## Record set
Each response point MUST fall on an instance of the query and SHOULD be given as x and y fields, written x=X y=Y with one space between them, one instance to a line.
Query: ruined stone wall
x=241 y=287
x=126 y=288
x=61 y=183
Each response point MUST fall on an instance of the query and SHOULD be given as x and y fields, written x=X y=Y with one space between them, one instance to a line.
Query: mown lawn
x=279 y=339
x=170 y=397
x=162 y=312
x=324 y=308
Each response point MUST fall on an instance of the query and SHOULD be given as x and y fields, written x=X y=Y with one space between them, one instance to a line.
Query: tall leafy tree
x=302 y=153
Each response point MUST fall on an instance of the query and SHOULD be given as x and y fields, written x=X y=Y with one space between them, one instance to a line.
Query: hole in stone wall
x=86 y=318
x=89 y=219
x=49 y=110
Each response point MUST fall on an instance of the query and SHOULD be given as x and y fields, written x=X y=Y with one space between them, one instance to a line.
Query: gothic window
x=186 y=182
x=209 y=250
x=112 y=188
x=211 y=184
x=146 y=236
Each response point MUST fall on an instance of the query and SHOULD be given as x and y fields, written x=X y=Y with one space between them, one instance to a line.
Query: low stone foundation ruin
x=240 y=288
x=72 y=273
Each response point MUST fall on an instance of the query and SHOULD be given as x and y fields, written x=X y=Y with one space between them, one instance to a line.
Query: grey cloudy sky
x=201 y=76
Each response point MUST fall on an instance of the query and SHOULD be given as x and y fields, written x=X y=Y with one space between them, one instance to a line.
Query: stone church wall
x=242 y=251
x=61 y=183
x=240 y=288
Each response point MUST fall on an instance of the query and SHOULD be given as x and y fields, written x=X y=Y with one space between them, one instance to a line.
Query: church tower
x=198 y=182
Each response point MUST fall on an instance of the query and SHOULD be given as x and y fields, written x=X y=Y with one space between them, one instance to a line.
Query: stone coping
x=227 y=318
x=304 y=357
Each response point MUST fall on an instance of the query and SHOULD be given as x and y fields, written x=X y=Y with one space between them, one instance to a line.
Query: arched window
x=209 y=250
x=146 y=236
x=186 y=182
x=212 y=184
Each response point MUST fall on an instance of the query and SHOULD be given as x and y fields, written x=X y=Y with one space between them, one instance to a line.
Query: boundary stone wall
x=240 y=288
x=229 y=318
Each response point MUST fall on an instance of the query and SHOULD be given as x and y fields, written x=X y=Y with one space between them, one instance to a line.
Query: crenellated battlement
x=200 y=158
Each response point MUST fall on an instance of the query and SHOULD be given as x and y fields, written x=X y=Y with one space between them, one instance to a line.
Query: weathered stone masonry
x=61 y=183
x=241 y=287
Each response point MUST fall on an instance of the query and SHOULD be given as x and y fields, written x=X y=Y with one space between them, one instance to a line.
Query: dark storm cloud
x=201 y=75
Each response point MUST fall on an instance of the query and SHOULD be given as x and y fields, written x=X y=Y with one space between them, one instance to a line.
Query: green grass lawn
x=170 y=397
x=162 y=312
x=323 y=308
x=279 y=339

## The problem
Retype the data exactly as it reads.

## Output below
Each response point MUST fall on an instance of the query and SHOULD be given as x and y fields, written x=X y=Y with one space between them, one instance to a line.
Query: ruined stone wall
x=241 y=287
x=126 y=288
x=61 y=183
Each response point MUST fall on an instance of the query and SHOULD be given as x and y fields, written x=X y=Y with one space between them, one instance to a line.
Query: mown lawn
x=279 y=339
x=170 y=397
x=162 y=312
x=324 y=308
Each response point MUST fall on an instance of the query and SHOULD be given as x and y fields, written x=X y=Y with one space between them, one instance to a line.
Query: tall leafy tree
x=302 y=153
Each response point MUST fall on an instance of the query and SHOULD be given as x and y fields, written x=X y=Y with one space between them, one instance to a line.
Query: hole in stone wall
x=86 y=318
x=89 y=219
x=49 y=110
Each response point MUST fall on an instance of the query and SHOULD be given as x and y fields, written x=X y=Y with one space between them, one instance to a line.
Query: gothic window
x=186 y=182
x=209 y=250
x=112 y=188
x=211 y=184
x=146 y=236
Each response point MUST fall on an instance of the query and SHOULD be given as x and y fields, written x=X y=Y with one space between them, one instance to a line.
Query: low stone foundation ruin
x=240 y=288
x=72 y=273
Each response point MUST fall on an instance of the query and SHOULD be given as x and y fields, written x=X y=Y with one space between them, one instance to a line.
Query: grey cloudy sky
x=201 y=76
Each response point MUST fall on an instance of the query and SHOULD be given as x and y fields, written x=X y=Y with one space between them, one instance to a line.
Query: stone church wall
x=242 y=251
x=61 y=183
x=240 y=288
Each response point MUST fall on an instance of the query and SHOULD be given as x and y fields, written x=X y=Y with one space between them, one instance to a line.
Query: church tower
x=198 y=182
Each response point MUST fall on an instance of the query and SHOULD be given as x and y fields, written x=X y=Y with one space between them, one instance to a line.
Query: stone coping
x=227 y=318
x=304 y=357
Each response point MUST fall on an instance of the query and SHOULD be given as x and y fields, written x=X y=Y with one space between them, one instance to a line.
Query: arched window
x=209 y=250
x=146 y=236
x=186 y=182
x=212 y=184
Each response point MUST fall on an instance of the query and SHOULD be given as x and y fields, written x=X y=Y with one space between them, one instance to a line.
Query: boundary stone wall
x=240 y=288
x=229 y=318
Each response point MUST fall on an instance of the query and SHOULD be given as x and y fields, written x=X y=Y with one space between them, one instance to a line.
Query: crenellated battlement
x=200 y=158
Each response point MUST fall on an instance of the query and SHOULD be given as x and y fields, written x=X y=Y with one space between them, one instance to a line.
Query: weathered stone masonry
x=61 y=183
x=241 y=287
Each response point MUST fall on an instance of the query and SHOULD be given as x and y fields, written x=X y=Y with one space between them, one instance to a line.
Query: dark storm cloud
x=201 y=75
Each response point MUST fall on an instance of the query and SHOULD be given as x and y fields, written x=X y=Y with one space between them, one instance to a line.
Query: green grass lawn
x=170 y=397
x=162 y=312
x=323 y=308
x=279 y=339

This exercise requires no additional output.